◆ EXERCISE ◆
Determine the number of lines in the data that contain "orange". Answer with that number only.

──────── INPUT ────────

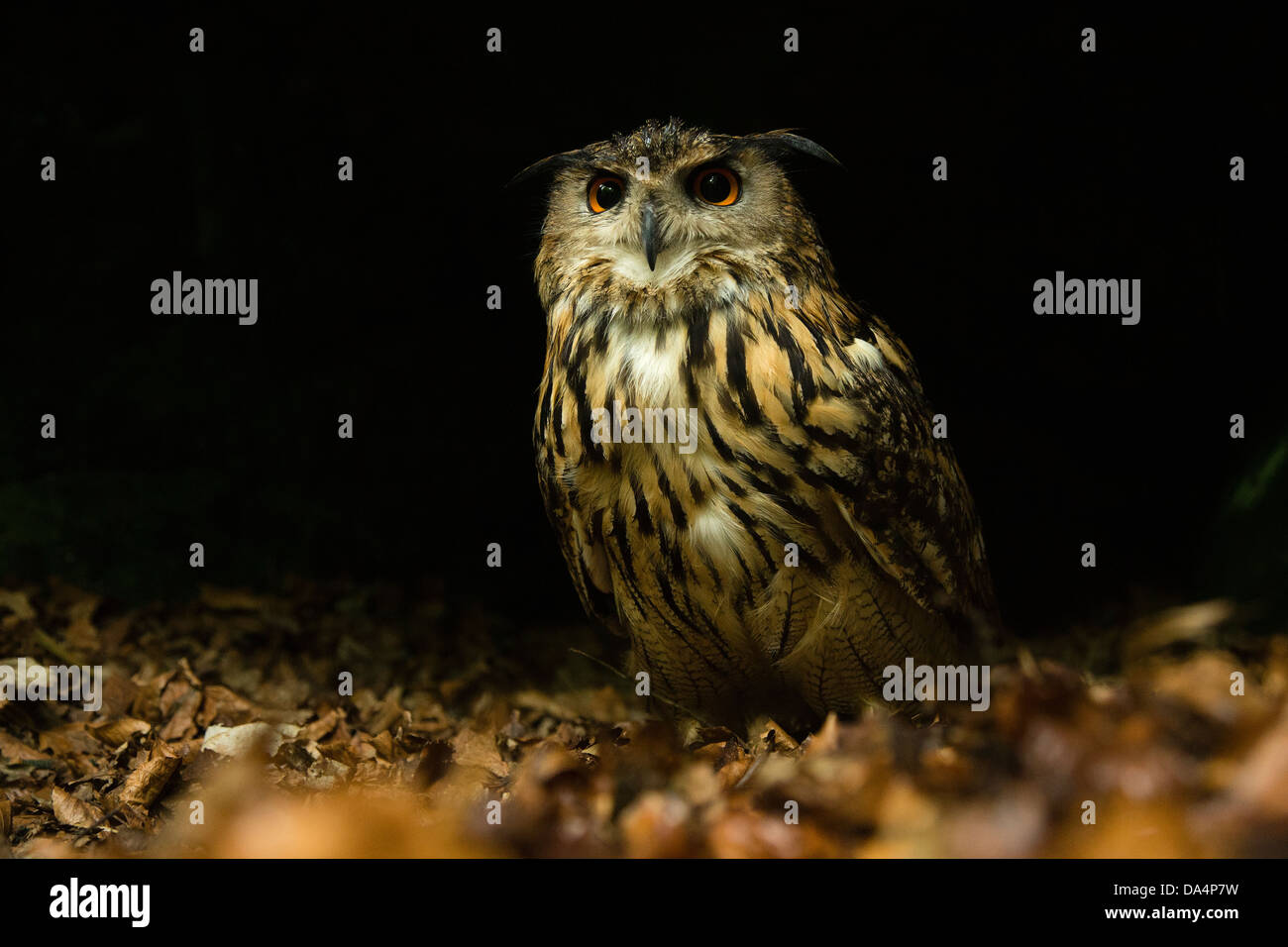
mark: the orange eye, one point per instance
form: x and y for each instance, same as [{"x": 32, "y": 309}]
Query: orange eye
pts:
[
  {"x": 604, "y": 192},
  {"x": 717, "y": 185}
]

────────

◆ ANSWER SPACE ◆
2